— Directions for this task —
Starting at the line that contains "Could you please point out the shrine interior" and ending at the last line, lay out those lines as a numbered list with any blank lines left out.

— Entries shown —

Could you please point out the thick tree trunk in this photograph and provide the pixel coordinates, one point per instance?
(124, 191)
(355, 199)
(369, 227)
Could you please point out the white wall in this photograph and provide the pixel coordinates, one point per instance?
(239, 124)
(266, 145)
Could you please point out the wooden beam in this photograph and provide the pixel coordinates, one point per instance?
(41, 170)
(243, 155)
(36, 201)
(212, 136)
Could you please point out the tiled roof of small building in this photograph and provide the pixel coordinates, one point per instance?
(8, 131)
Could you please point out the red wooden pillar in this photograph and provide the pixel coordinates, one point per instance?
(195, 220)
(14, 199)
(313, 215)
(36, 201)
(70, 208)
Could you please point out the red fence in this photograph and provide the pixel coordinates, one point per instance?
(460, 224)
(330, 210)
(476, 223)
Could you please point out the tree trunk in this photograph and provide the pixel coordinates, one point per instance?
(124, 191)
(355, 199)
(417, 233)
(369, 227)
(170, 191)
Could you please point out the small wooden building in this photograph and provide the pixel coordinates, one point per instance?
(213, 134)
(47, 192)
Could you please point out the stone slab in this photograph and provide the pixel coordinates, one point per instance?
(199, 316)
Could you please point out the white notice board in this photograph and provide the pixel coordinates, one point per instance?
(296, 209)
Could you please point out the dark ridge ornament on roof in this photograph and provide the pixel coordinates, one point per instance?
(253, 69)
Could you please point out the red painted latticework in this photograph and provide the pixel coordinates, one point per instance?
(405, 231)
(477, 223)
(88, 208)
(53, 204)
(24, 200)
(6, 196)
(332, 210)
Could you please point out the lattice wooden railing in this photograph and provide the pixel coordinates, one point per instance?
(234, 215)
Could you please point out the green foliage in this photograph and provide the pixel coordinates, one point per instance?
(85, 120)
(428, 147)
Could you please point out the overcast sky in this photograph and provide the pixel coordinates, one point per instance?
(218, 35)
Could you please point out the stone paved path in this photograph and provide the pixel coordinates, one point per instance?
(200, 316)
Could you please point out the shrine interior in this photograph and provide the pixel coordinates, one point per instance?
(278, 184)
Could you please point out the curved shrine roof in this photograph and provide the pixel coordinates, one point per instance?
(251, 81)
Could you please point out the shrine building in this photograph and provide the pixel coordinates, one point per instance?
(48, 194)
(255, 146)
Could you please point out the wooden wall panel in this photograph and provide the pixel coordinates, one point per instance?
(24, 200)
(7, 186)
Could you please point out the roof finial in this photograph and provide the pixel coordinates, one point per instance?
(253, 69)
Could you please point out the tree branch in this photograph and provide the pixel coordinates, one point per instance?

— Response to this task —
1. Could you please point out the shrine interior in this photograph and provide the pixel coordinates, one point per instance?
2. (278, 184)
3. Could you please point out the curved shrine roof in this photograph and provide the pixel coordinates, one point per instance?
4. (251, 81)
5. Could you please point out the shrine building in this photograph and provide the pixel coordinates, one point per instance?
6. (48, 194)
7. (255, 146)
8. Could you please point out the wooden wall panel in this photograph and provide the pixel coordinates, one point per instance?
9. (24, 200)
10. (7, 186)
11. Could you please point out the roof finial in this photograph and provide the pixel coordinates, one point per instance?
12. (253, 69)
13. Could you please point out the tree branch in this photograph and provide the pixel coordinates, one point per instance?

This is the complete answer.